# Problem to solve:
Extract every line of the records below and reproduce each one word for word, with no changes.

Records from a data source
———
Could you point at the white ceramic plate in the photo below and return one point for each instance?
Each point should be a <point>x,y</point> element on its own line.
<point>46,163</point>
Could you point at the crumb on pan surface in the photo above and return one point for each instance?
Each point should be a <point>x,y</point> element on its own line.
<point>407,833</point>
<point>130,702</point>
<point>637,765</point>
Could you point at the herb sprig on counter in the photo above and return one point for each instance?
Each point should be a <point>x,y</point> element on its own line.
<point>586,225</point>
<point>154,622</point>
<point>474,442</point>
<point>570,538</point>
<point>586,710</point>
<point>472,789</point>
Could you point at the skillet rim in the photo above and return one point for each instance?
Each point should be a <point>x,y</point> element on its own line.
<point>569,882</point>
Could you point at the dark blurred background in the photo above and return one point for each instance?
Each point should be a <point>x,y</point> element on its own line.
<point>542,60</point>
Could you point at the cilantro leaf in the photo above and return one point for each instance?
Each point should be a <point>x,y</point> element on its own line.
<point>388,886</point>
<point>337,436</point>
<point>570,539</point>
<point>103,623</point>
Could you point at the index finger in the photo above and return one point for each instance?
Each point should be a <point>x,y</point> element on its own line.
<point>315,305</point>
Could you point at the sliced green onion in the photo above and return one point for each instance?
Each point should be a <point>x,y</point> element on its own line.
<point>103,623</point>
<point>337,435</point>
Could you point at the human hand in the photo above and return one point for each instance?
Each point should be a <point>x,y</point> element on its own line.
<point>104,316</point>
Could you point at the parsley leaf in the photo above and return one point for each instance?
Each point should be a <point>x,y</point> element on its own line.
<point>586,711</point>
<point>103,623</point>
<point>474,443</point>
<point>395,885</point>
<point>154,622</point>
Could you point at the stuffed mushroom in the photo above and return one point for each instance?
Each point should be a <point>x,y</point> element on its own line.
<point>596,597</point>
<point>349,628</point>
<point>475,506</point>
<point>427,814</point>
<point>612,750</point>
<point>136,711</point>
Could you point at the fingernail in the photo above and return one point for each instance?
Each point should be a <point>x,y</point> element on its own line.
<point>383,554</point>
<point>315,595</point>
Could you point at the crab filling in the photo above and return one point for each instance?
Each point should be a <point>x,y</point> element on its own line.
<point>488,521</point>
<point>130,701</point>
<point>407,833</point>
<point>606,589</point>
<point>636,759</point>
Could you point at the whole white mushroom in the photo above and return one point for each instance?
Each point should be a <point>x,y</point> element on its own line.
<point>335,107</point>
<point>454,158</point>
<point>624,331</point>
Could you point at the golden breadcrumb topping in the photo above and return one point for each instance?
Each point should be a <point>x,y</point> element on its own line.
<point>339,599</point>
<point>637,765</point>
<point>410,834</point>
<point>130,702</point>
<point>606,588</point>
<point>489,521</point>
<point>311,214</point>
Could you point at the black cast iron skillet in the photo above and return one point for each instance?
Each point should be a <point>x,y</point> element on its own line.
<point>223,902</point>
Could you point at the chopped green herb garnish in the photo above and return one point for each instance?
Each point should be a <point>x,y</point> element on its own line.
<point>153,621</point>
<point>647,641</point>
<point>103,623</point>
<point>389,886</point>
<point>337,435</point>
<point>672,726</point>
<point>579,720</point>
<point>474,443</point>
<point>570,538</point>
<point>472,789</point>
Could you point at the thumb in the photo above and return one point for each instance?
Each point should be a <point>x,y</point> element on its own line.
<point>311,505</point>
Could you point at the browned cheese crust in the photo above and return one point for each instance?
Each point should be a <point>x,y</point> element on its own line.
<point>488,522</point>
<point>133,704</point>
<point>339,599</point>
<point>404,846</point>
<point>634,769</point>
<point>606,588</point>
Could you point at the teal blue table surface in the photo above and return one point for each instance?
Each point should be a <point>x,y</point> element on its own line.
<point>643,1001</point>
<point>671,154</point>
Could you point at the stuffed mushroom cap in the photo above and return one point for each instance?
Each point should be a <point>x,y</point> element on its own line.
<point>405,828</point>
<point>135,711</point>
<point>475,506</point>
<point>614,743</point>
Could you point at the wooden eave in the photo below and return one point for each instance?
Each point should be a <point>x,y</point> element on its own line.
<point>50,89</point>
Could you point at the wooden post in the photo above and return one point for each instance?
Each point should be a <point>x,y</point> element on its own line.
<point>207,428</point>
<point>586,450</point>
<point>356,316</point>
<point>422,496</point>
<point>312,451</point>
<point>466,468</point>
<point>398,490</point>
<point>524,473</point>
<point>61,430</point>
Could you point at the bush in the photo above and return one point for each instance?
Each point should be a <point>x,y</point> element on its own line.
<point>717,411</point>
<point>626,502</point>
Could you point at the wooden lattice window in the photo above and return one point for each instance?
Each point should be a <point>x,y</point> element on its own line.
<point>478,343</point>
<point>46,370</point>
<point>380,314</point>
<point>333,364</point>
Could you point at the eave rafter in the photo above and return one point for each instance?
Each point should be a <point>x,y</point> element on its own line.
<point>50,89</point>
———
# Response:
Could you point at the white ceramic plate in the photo below and return one point for each instance?
Each point should be a <point>x,y</point> element on its own line.
<point>46,163</point>
Could you point at the crumb on pan surface in the photo above and return one point for each instance?
Each point should be a <point>x,y</point> element on its own line.
<point>407,833</point>
<point>130,702</point>
<point>637,765</point>
Could you point at the herb sprig on counter in the photo above and return one point for each instance?
Each point should be a <point>x,y</point> element on its own line.
<point>586,225</point>
<point>154,622</point>
<point>474,442</point>
<point>570,538</point>
<point>586,710</point>
<point>472,789</point>
Could you point at the skillet rim in the photo above and return one point for each instance?
Each point should be a <point>x,y</point> element on its own line.
<point>569,882</point>
Could you point at the dark blurred background in the photo above and return one point for each instance?
Each point should be a <point>x,y</point> element on its own line.
<point>542,60</point>
Could you point at the cilantro leaf in the photo above and return one point for each instance?
Each point should be a <point>x,y</point> element on its own line.
<point>388,886</point>
<point>337,436</point>
<point>570,539</point>
<point>103,623</point>
Could you point at the index finger in the photo above and return one point for each instance?
Each point should be a <point>x,y</point> element on its own line.
<point>315,305</point>
Could you point at the sliced green onion in the photo above and return one point for each instance?
Each point should be a <point>x,y</point> element on its own line.
<point>103,623</point>
<point>337,435</point>
Could you point at the human hand in the photo above and return one point for each instance?
Each point should be a <point>x,y</point> element on its own line.
<point>104,316</point>
Could you point at the parsley leaf in the photo above and return one point for each instance?
Each point should be a <point>x,y</point> element on its own line.
<point>586,711</point>
<point>103,623</point>
<point>474,443</point>
<point>395,885</point>
<point>154,622</point>
Could you point at the stuffed mushroom in the photo above and return one point for each instance?
Each point should be a <point>x,y</point> element on its own line.
<point>596,597</point>
<point>349,628</point>
<point>475,506</point>
<point>427,814</point>
<point>612,750</point>
<point>136,711</point>
Could you point at the fingernail in the photo above and return one point for each instance?
Each point should be a <point>x,y</point> element on its own line.
<point>383,554</point>
<point>315,595</point>
Could you point at the crab filling in the photo above and return one point for each instance?
Each point should be a <point>x,y</point> element on its own line.
<point>488,521</point>
<point>130,701</point>
<point>407,833</point>
<point>606,589</point>
<point>636,759</point>
Could you point at the whole white mushroom in the photo above and return one point for each instance?
Each point should be a <point>x,y</point> element on its own line.
<point>335,107</point>
<point>454,158</point>
<point>624,331</point>
Could you point at the golden breadcrumb topping in the photo above and return one point for each instance?
Each point should be a <point>x,y</point> element on its own line.
<point>339,599</point>
<point>637,765</point>
<point>410,834</point>
<point>130,702</point>
<point>606,588</point>
<point>489,521</point>
<point>311,214</point>
Could you point at the black cast iron skillet in the photo above and return one point for each instance?
Each point should be a <point>x,y</point> element on its own line.
<point>223,902</point>
Could you point at the chopped green herb garnish in the photo above and return one point for each instance?
Each point should be a <point>x,y</point> element on its own line.
<point>153,621</point>
<point>647,641</point>
<point>103,623</point>
<point>389,886</point>
<point>337,435</point>
<point>672,726</point>
<point>579,720</point>
<point>474,443</point>
<point>570,538</point>
<point>472,789</point>
Could you point at the thumb in the photo above and return one point for each instance?
Each point should be a <point>x,y</point> element on its own line.
<point>311,505</point>
Could you point at the browned cheese crust in the photo above and return one point for each instance?
Each point should be a <point>x,y</point> element on its own line.
<point>488,522</point>
<point>133,704</point>
<point>339,599</point>
<point>404,846</point>
<point>634,769</point>
<point>606,588</point>
Could you point at the teal blue table surface in the photo above and return one point for each instance?
Each point should be a <point>x,y</point> element on its own line.
<point>643,1001</point>
<point>671,154</point>
Could you point at the stuffed mushroom cap in the photo above and return one point for each instance?
Each point should be a <point>x,y</point> element on its own line.
<point>405,828</point>
<point>135,711</point>
<point>475,506</point>
<point>614,743</point>
Could you point at the wooden eave in the photo below and return one point for each instance?
Each point should be a <point>x,y</point> element on its own line.
<point>50,89</point>
Could you point at the wooden post in the photo above and return one point for each instance?
Each point should be a <point>x,y</point> element on its own line.
<point>207,428</point>
<point>586,450</point>
<point>356,316</point>
<point>422,496</point>
<point>312,451</point>
<point>466,468</point>
<point>398,490</point>
<point>524,473</point>
<point>61,430</point>
Could you point at the bush in the photo above and return one point for each instance?
Each point should be a <point>x,y</point> element on its own line.
<point>717,411</point>
<point>626,502</point>
Could you point at the wooden lattice window in the photo above and return one point for each instance?
Each point should be a <point>x,y</point> element on its own line.
<point>478,343</point>
<point>46,370</point>
<point>380,314</point>
<point>333,364</point>
Could you point at the eave rafter in the photo above and return one point for each instance?
Each point should be a <point>x,y</point> element on its own line.
<point>50,89</point>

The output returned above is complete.